⟨
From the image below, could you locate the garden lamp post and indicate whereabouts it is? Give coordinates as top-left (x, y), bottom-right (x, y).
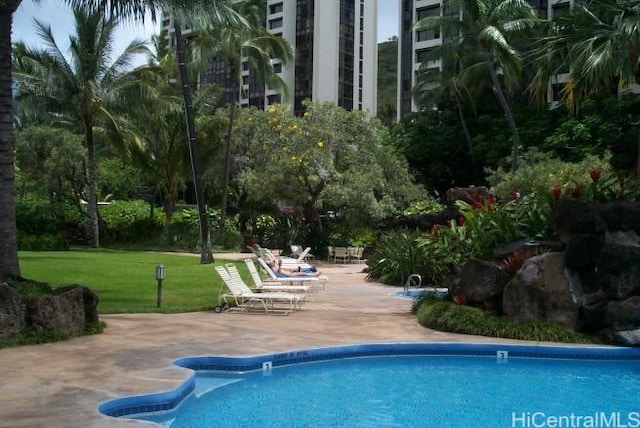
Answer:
top-left (155, 264), bottom-right (165, 308)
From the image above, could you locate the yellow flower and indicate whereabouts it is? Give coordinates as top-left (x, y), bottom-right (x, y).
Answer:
top-left (291, 156), bottom-right (297, 161)
top-left (317, 141), bottom-right (324, 148)
top-left (303, 111), bottom-right (311, 118)
top-left (268, 107), bottom-right (277, 114)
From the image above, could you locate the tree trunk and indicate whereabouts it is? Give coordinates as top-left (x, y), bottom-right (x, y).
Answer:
top-left (0, 2), bottom-right (23, 280)
top-left (487, 61), bottom-right (521, 172)
top-left (637, 116), bottom-right (640, 173)
top-left (84, 120), bottom-right (100, 248)
top-left (219, 103), bottom-right (236, 243)
top-left (162, 179), bottom-right (178, 237)
top-left (174, 22), bottom-right (214, 264)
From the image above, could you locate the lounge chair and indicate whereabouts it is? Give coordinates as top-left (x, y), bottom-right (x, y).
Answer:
top-left (214, 266), bottom-right (303, 315)
top-left (243, 259), bottom-right (312, 300)
top-left (225, 264), bottom-right (307, 308)
top-left (252, 245), bottom-right (315, 270)
top-left (257, 257), bottom-right (327, 290)
top-left (290, 245), bottom-right (315, 261)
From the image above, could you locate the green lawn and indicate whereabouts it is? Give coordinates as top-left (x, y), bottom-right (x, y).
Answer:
top-left (19, 249), bottom-right (248, 314)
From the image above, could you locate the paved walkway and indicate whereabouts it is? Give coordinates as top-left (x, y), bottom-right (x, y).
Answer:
top-left (0, 255), bottom-right (518, 428)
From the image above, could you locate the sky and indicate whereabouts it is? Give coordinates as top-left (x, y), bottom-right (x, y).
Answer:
top-left (12, 1), bottom-right (399, 66)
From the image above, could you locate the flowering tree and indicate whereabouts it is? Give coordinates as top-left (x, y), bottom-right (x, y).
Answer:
top-left (232, 101), bottom-right (426, 241)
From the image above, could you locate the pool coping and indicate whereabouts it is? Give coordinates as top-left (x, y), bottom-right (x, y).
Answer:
top-left (99, 341), bottom-right (640, 420)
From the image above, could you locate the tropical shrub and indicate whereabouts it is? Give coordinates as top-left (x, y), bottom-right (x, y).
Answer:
top-left (100, 200), bottom-right (163, 243)
top-left (487, 149), bottom-right (612, 202)
top-left (416, 299), bottom-right (594, 343)
top-left (16, 196), bottom-right (58, 236)
top-left (456, 192), bottom-right (554, 259)
top-left (415, 220), bottom-right (473, 285)
top-left (366, 229), bottom-right (428, 286)
top-left (170, 208), bottom-right (242, 251)
top-left (580, 167), bottom-right (640, 202)
top-left (402, 197), bottom-right (445, 216)
top-left (18, 234), bottom-right (69, 251)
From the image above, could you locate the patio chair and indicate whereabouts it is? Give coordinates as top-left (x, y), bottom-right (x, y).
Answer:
top-left (214, 266), bottom-right (303, 315)
top-left (327, 246), bottom-right (335, 263)
top-left (346, 247), bottom-right (366, 264)
top-left (333, 247), bottom-right (350, 263)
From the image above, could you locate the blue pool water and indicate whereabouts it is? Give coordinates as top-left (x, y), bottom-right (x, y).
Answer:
top-left (393, 287), bottom-right (448, 299)
top-left (99, 343), bottom-right (640, 428)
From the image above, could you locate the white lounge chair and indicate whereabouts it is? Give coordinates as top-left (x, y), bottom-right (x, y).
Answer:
top-left (257, 257), bottom-right (327, 290)
top-left (225, 264), bottom-right (306, 308)
top-left (290, 245), bottom-right (315, 261)
top-left (243, 259), bottom-right (312, 300)
top-left (214, 266), bottom-right (303, 315)
top-left (253, 245), bottom-right (315, 270)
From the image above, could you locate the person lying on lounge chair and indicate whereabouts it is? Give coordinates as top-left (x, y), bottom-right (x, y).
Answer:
top-left (269, 259), bottom-right (322, 277)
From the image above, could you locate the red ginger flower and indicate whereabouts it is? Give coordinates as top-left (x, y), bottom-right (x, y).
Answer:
top-left (589, 169), bottom-right (601, 183)
top-left (571, 187), bottom-right (581, 199)
top-left (552, 186), bottom-right (562, 201)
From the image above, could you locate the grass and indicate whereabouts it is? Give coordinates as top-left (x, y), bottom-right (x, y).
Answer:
top-left (19, 248), bottom-right (249, 314)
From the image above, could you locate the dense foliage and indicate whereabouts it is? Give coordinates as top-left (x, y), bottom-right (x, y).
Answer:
top-left (416, 298), bottom-right (594, 344)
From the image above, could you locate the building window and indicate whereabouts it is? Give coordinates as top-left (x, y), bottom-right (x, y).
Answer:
top-left (416, 5), bottom-right (440, 41)
top-left (527, 0), bottom-right (548, 19)
top-left (551, 2), bottom-right (570, 17)
top-left (268, 94), bottom-right (282, 105)
top-left (551, 83), bottom-right (565, 102)
top-left (416, 48), bottom-right (434, 64)
top-left (269, 17), bottom-right (283, 29)
top-left (273, 62), bottom-right (282, 73)
top-left (269, 2), bottom-right (284, 14)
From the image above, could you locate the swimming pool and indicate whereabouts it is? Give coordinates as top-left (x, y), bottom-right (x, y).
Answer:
top-left (392, 287), bottom-right (448, 299)
top-left (99, 343), bottom-right (640, 427)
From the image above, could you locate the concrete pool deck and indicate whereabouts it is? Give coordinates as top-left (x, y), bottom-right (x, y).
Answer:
top-left (1, 254), bottom-right (527, 427)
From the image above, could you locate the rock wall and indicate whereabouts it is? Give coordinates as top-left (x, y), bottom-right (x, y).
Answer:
top-left (0, 283), bottom-right (99, 340)
top-left (505, 200), bottom-right (640, 345)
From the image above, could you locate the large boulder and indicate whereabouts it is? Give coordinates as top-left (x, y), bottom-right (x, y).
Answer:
top-left (26, 286), bottom-right (85, 335)
top-left (502, 252), bottom-right (580, 330)
top-left (596, 244), bottom-right (640, 300)
top-left (0, 283), bottom-right (25, 339)
top-left (452, 258), bottom-right (511, 304)
top-left (563, 234), bottom-right (602, 271)
top-left (444, 186), bottom-right (491, 205)
top-left (602, 328), bottom-right (640, 347)
top-left (56, 285), bottom-right (100, 325)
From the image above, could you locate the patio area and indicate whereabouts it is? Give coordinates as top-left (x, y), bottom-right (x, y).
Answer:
top-left (0, 255), bottom-right (520, 427)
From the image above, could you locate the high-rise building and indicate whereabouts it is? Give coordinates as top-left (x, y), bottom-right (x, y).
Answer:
top-left (163, 0), bottom-right (378, 116)
top-left (398, 0), bottom-right (571, 121)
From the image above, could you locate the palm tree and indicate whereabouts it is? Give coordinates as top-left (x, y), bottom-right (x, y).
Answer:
top-left (13, 6), bottom-right (148, 248)
top-left (412, 40), bottom-right (485, 183)
top-left (118, 31), bottom-right (222, 237)
top-left (1, 0), bottom-right (246, 278)
top-left (414, 0), bottom-right (540, 171)
top-left (190, 0), bottom-right (293, 243)
top-left (529, 0), bottom-right (640, 169)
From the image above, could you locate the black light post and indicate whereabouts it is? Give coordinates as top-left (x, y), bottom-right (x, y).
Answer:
⟩
- TASK TO CARRY OUT -
With the line containing "From the image above, could you locate the patio area" as the first, output each line through the final line of the entries above, exactly.

- SOLUTION TO THIS EXERCISE -
From the image above, could you locate the patio area and indicate whereabouts it is? Give coordinates as top-left (x, y), bottom-right (x, y).
Answer:
top-left (0, 255), bottom-right (520, 427)
From the image above, could you locate the high-rise building and indicate whereabouts it is? Give coordinates as top-left (x, y), bottom-right (x, y).
Answer:
top-left (163, 0), bottom-right (378, 116)
top-left (398, 0), bottom-right (571, 121)
From the image above, could you locate the palm tree and indicate whereabouts it is? Give coordinates as top-left (x, y), bottom-right (x, y).
Answer:
top-left (13, 6), bottom-right (148, 248)
top-left (412, 40), bottom-right (485, 183)
top-left (118, 31), bottom-right (222, 237)
top-left (1, 0), bottom-right (246, 278)
top-left (414, 0), bottom-right (540, 171)
top-left (190, 0), bottom-right (293, 243)
top-left (529, 0), bottom-right (640, 169)
From the image above, could you locate the black light post and indicate whereabouts it is? Give coordinates as top-left (x, y), bottom-right (x, y).
Answer:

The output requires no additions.